▶ Assignment
In the entries below, find the lines that contain the word "bread" and copy them.

- - - - -

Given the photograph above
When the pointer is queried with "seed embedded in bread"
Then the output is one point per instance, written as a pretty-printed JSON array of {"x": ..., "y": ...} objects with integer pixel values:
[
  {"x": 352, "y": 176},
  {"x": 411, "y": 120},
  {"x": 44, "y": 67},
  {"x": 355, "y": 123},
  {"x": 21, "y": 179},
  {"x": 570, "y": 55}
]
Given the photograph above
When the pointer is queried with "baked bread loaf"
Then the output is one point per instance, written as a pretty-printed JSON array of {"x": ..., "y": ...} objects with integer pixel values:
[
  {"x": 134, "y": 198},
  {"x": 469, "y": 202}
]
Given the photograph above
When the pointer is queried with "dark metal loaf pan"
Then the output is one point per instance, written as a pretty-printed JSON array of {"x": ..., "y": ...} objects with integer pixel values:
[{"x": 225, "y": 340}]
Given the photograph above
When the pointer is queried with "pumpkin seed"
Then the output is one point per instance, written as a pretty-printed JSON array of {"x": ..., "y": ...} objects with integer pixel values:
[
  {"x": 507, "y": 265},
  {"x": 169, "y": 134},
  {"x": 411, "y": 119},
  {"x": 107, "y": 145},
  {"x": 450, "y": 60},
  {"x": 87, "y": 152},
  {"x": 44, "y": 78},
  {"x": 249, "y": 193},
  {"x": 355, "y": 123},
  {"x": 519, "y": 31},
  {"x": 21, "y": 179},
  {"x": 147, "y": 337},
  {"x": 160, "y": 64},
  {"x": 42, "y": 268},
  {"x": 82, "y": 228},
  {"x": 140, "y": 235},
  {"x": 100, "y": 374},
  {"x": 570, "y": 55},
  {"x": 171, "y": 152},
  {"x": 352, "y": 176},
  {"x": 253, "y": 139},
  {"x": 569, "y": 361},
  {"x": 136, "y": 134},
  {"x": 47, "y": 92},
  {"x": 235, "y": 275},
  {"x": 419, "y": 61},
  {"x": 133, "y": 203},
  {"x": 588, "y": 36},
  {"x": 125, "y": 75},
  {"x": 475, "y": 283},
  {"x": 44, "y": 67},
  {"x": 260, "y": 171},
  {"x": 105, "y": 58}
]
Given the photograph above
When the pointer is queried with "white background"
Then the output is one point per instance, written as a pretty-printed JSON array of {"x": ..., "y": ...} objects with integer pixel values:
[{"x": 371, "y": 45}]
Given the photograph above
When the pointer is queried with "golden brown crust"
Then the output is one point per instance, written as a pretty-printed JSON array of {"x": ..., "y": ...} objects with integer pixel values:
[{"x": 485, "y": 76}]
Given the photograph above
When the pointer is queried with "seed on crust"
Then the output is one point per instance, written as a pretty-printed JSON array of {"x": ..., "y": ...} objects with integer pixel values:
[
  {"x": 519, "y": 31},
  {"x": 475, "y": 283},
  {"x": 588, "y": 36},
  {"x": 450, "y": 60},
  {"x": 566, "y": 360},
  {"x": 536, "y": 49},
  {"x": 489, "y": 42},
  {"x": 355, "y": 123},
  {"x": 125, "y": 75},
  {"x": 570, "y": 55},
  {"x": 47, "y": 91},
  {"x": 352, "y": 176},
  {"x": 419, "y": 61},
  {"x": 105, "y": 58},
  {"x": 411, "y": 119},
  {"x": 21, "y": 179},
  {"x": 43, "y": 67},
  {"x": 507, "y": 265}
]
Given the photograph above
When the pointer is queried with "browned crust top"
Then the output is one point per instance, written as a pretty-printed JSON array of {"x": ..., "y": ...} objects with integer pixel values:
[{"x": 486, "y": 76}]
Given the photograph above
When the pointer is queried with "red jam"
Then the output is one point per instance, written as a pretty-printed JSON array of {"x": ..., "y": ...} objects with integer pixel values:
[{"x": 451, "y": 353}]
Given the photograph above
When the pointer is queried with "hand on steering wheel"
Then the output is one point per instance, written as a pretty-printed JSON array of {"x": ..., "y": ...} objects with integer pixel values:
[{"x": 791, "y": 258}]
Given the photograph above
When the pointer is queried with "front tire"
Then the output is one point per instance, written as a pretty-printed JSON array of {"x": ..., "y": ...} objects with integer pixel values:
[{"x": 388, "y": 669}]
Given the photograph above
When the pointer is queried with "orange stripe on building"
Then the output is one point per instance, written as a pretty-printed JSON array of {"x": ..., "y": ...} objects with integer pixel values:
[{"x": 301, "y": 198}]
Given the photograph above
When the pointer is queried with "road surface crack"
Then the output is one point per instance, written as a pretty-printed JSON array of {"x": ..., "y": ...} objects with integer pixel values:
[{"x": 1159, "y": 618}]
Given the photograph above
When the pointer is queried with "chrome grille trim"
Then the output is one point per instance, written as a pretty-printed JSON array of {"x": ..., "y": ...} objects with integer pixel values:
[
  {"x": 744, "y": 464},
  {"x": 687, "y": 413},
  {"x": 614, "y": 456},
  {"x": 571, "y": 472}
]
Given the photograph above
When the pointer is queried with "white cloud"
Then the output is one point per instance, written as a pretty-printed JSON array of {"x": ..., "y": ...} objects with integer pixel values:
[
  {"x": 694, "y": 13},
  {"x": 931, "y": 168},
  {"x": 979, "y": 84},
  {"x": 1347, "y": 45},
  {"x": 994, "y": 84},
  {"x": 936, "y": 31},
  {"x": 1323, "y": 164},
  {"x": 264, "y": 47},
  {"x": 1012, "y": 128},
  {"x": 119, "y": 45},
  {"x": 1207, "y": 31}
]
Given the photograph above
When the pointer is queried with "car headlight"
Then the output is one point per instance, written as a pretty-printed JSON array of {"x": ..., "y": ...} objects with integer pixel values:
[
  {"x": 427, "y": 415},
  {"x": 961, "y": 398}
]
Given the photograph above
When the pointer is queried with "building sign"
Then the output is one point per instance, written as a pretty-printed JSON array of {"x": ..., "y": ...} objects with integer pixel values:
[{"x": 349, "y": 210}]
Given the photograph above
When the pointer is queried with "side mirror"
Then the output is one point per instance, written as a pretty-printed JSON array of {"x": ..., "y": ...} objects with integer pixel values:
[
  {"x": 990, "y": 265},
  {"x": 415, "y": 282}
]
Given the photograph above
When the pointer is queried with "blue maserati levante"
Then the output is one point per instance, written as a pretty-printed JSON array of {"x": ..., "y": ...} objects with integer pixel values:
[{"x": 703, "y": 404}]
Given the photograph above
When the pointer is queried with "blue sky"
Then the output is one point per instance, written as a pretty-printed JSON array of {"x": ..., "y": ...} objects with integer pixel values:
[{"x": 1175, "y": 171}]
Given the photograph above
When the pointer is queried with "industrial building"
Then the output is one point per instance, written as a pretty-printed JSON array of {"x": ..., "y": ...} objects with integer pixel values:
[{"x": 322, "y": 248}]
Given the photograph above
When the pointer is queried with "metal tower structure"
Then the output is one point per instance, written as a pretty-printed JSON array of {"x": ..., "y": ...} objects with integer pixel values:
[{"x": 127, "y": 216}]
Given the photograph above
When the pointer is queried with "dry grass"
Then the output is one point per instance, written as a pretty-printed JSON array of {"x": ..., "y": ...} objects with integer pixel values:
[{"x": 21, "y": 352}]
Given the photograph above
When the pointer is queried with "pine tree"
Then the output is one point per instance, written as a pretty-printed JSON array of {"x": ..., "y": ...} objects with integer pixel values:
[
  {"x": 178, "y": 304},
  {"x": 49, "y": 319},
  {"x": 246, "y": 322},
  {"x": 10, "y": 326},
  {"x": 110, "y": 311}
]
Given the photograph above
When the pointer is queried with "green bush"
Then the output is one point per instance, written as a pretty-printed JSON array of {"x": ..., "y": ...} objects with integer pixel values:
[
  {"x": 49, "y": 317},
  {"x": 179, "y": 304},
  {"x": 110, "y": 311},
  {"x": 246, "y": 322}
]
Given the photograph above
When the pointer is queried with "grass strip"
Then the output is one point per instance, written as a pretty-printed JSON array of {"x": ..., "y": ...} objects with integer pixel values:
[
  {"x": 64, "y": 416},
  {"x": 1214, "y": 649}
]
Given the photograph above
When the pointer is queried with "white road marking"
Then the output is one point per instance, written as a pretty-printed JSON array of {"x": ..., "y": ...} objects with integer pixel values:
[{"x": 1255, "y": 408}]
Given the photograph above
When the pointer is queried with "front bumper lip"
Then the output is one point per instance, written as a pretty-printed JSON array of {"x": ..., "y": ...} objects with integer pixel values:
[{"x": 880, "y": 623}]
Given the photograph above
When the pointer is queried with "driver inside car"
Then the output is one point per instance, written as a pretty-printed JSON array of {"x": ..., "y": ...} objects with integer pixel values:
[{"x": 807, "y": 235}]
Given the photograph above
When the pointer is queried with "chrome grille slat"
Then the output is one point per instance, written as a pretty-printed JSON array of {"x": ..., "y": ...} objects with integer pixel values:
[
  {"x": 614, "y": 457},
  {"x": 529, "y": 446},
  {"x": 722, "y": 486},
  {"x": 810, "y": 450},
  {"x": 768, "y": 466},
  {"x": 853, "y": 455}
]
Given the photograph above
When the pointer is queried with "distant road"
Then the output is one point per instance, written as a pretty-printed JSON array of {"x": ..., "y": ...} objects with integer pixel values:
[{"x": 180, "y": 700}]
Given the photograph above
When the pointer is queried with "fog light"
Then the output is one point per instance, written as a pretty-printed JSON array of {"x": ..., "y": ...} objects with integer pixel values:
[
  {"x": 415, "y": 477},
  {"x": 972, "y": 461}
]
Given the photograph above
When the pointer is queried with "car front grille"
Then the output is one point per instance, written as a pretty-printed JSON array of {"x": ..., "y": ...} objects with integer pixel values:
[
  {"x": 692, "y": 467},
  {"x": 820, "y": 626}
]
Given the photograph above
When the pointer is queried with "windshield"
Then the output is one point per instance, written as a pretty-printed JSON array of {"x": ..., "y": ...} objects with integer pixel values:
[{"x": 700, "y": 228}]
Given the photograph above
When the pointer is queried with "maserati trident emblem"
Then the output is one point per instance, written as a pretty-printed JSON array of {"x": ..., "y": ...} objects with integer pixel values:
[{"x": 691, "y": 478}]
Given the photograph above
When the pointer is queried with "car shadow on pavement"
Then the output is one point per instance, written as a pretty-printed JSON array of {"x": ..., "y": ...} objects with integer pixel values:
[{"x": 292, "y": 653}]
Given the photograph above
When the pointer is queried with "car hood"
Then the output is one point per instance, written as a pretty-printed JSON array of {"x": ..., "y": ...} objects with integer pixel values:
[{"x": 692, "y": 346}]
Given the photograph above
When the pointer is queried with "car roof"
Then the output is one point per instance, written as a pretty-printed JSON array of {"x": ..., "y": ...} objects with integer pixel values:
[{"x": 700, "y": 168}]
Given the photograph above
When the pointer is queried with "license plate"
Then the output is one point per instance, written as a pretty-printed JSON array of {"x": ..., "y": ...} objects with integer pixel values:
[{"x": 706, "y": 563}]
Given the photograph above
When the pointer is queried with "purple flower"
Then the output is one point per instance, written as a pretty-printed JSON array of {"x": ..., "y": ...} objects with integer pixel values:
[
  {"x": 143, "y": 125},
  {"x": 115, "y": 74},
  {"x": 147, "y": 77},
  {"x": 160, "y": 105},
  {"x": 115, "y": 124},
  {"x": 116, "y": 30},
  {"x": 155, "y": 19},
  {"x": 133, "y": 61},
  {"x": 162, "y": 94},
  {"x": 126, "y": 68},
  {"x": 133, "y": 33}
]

- - - - -

▶ Finished exercise
When the pointer is queried with "seed embedded in bread"
When the pointer is queried with "baked bread loaf"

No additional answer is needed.